**EXERCISE DATA**
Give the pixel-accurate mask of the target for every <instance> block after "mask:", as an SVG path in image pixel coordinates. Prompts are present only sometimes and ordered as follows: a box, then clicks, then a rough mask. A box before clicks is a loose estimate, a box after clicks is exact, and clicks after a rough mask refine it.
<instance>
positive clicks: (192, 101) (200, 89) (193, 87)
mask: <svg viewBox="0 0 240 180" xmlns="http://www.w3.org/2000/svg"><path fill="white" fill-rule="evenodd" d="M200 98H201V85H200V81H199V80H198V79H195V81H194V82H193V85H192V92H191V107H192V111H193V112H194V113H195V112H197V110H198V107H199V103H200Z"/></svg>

...

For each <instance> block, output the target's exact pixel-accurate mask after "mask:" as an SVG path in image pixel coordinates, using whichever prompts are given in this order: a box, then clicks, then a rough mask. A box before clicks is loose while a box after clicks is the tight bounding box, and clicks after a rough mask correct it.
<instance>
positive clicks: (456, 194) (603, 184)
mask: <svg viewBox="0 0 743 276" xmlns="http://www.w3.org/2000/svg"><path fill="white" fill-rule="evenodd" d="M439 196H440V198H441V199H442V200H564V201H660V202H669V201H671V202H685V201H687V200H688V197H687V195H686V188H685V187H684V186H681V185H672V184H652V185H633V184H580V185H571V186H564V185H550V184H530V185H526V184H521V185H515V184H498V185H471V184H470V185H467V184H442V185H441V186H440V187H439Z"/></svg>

**HOW TO COMPLETE THIS TASK**
Would you copy every line from the listing above that has the string "instance" in it?

**EXERCISE RESPONSE**
Give the pixel-accurate mask of the target for every <instance> block after "mask:", as an SVG path in image pixel coordinates. Prompts are present only sometimes and ordered as follows: a box, then clicks, then a rough mask. A box before clicks is a loose estimate, a box after clicks is exact, and clicks after a rough mask refine it.
<instance>
For each <instance> block, output the target's exact pixel-accurate mask after "mask:" as an SVG path in image pixel coordinates, using whichever prompts are given in this order: a box, then clicks, then a rough mask. A box before clicks is loose while a box after clicks is the tight bounding box, and clicks after a rough mask correct it.
<instance>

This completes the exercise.